→ **MATERIAL PROVIDED**
_ _ _

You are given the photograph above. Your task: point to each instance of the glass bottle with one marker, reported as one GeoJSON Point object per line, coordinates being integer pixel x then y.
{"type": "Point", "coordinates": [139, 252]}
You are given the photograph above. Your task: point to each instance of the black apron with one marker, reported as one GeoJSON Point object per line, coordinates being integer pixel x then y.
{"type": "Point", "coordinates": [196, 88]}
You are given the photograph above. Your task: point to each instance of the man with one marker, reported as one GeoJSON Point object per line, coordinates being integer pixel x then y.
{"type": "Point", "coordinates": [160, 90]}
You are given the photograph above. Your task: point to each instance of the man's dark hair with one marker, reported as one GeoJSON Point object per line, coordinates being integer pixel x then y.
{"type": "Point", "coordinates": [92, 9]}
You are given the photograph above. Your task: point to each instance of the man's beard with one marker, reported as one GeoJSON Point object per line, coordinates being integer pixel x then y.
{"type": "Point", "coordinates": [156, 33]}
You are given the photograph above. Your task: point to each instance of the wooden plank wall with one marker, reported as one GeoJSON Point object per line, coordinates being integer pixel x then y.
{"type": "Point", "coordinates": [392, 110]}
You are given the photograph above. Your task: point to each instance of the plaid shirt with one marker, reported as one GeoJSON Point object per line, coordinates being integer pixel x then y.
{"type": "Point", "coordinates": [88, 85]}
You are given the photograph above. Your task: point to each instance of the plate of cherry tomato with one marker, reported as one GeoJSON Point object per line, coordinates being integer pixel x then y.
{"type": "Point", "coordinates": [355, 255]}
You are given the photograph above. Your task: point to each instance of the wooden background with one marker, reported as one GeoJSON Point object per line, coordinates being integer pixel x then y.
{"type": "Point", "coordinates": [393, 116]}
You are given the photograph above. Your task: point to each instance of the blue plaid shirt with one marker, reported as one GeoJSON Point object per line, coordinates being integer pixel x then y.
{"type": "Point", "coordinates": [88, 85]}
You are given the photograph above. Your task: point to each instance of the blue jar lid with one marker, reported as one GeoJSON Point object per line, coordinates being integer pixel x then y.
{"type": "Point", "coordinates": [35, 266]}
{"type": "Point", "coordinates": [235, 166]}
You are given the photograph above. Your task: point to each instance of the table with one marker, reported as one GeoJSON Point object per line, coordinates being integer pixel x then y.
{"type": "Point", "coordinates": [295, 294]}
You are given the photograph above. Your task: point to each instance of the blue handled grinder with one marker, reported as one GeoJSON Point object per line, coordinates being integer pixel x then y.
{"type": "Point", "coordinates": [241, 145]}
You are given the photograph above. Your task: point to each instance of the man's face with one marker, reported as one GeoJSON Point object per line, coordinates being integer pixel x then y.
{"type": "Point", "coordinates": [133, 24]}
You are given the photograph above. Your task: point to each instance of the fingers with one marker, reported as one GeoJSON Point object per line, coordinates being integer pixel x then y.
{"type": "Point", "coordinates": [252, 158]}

_ _ _

→ **EXERCISE OBJECTIVE**
Output the data from the line containing "the blue jar" through the final line, both included, as a Markdown table with the columns Row and Line. Number each row and leave out blank lines.

→ **EXERCISE ANSWER**
| Row | Line |
|---|---|
| 1 | You are given the photograph above. Your task: point to each instance of the blue jar lid with one marker, reported as one GeoJSON Point object per line, coordinates being integer pixel x then y. |
| 2 | {"type": "Point", "coordinates": [35, 266]} |
| 3 | {"type": "Point", "coordinates": [235, 166]} |
| 4 | You are given the photograph above. Your task: point to each instance of the table with one marker, reported as one GeoJSON Point object per line, coordinates being integer pixel x then y. |
| 5 | {"type": "Point", "coordinates": [295, 294]} |
| 6 | You are given the photograph above. Your task: point to each instance of the blue handled grinder with one marker, reported as one GeoJSON Point object per line, coordinates being integer pixel x then y. |
| 7 | {"type": "Point", "coordinates": [241, 145]} |
| 8 | You are given the photograph above. Your task: point to each instance of the man's face with one marker, reported as one GeoJSON Point object per line, coordinates being integer pixel x then y. |
| 9 | {"type": "Point", "coordinates": [133, 24]} |
| 10 | You are given the photograph above. Your task: point to each instance of the fingers with one marker, reported as one GeoJSON Point object per line, coordinates being integer pixel x then y. |
| 11 | {"type": "Point", "coordinates": [252, 158]} |